* [Data entries]
##############################
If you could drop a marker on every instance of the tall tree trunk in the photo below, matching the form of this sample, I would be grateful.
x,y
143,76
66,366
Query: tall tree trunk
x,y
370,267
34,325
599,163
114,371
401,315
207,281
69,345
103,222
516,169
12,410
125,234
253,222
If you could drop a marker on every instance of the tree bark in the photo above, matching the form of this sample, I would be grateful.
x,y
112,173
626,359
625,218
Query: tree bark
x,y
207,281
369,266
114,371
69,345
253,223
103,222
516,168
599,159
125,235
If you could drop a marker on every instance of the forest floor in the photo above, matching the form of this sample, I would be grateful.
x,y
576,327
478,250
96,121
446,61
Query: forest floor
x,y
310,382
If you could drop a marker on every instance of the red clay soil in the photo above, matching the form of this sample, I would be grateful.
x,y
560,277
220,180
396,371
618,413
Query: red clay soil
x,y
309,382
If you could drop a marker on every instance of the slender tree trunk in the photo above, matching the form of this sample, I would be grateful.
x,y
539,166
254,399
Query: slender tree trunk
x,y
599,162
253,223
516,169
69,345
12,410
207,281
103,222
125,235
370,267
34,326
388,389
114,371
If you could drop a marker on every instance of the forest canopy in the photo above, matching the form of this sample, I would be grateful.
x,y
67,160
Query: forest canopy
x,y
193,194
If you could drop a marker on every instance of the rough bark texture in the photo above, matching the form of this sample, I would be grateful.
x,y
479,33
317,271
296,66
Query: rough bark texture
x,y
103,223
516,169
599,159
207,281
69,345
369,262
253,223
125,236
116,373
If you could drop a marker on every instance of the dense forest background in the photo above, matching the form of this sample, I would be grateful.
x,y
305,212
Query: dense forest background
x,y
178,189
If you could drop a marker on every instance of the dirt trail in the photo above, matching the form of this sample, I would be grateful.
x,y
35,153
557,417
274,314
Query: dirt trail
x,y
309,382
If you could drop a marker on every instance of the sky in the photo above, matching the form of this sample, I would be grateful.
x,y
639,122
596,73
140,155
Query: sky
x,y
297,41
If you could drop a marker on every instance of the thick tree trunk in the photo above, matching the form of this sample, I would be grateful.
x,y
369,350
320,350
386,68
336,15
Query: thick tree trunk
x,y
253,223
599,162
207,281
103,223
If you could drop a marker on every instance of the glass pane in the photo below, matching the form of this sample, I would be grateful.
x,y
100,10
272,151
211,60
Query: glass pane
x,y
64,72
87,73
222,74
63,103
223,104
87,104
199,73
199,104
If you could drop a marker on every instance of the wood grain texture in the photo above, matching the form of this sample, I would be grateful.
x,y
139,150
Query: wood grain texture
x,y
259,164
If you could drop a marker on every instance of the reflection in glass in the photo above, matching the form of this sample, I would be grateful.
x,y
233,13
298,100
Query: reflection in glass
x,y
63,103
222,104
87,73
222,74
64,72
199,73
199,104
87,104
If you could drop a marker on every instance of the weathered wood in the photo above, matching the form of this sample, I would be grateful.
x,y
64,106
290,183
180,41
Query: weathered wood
##############################
* [Exercise details] Take the material above and return all of it exactly.

* [Correct output]
If you could drop a marker on every instance of the tall tree trunk in the photo below, matching the form of this sample, I would be grateful.
x,y
143,76
66,366
Query: tall tree trunk
x,y
370,267
34,325
599,163
114,371
401,315
207,281
69,345
103,222
516,169
12,410
125,234
253,222
If you could drop a marker on every instance of the tree bark in the photo above, matching the form of this sample, I would be grateful.
x,y
112,173
626,359
625,218
Query: tree bark
x,y
207,281
369,266
114,371
69,345
253,223
103,222
516,168
599,159
125,235
If you could drop a marker on every instance of the forest floor in the photo above, matching the form of this sample, I would be grateful.
x,y
576,327
478,250
96,121
446,61
Query: forest floor
x,y
310,382
If you could drop a marker on every instance of the red clay soil in the photo above, matching the form of this sample, I would be grateful.
x,y
560,277
220,180
396,371
618,413
Query: red clay soil
x,y
309,382
If you could drop a marker on every instance of the slender tree trunk in the photo above, matching the form of this sample, I would be grateful.
x,y
539,166
254,399
Query: slender tree trunk
x,y
599,162
253,223
516,169
69,345
12,410
207,281
103,222
125,235
370,267
34,326
388,389
114,371
If you could drop a marker on every instance of the forest canopy in the photo above, matching the form of this sample, I would be grateful.
x,y
67,160
Query: forest canopy
x,y
193,194
If you could drop a marker on every instance of the rough bark texture in the photo above, matching the form of this sample, I would be grateful.
x,y
479,33
317,271
296,66
Query: rough bark texture
x,y
103,223
516,169
599,159
207,281
69,345
369,262
253,223
125,236
116,373
If you could drop a marker on every instance of the dense forest background in the photo above, matching the form of this sample, I would be grateful.
x,y
305,212
Query: dense forest background
x,y
178,189
If you could drop a marker on every instance of the dirt trail in the photo above, matching the form of this sample, I would be grateful.
x,y
35,153
557,417
274,314
Query: dirt trail
x,y
309,382
If you could drop a marker on every instance of the sky in the photo above, matching the form of this sample, I would be grateful.
x,y
639,122
596,73
140,155
Query: sky
x,y
297,41
If you could drop a marker on every instance of the thick tree trunk in the photo above, matching the form of this sample, I would be grateful.
x,y
369,350
320,350
386,68
336,15
Query: thick tree trunk
x,y
253,223
599,162
207,281
103,223
If you could drop a marker on every instance of the glass pane in the photo below, matching the form of this sample, I would be grateful.
x,y
100,10
272,151
211,60
Query: glass pane
x,y
64,72
87,73
222,74
63,103
223,104
87,104
199,73
199,104
If you could drop a marker on every instance of the wood grain texture in the photo above, matching the form of this sample, I would be grateful.
x,y
139,150
Query: wood grain texture
x,y
259,164
If you could drop a marker on every instance of the reflection in glass in the photo above, matching the form of this sample, I would be grateful.
x,y
233,13
298,100
Query: reflection in glass
x,y
63,103
222,104
87,73
222,74
64,72
199,73
199,104
87,104
If you could drop a marker on every instance of the weathered wood in the photo above, matching the form of this sample, I would be grateful.
x,y
64,106
290,183
180,41
Query: weathered wood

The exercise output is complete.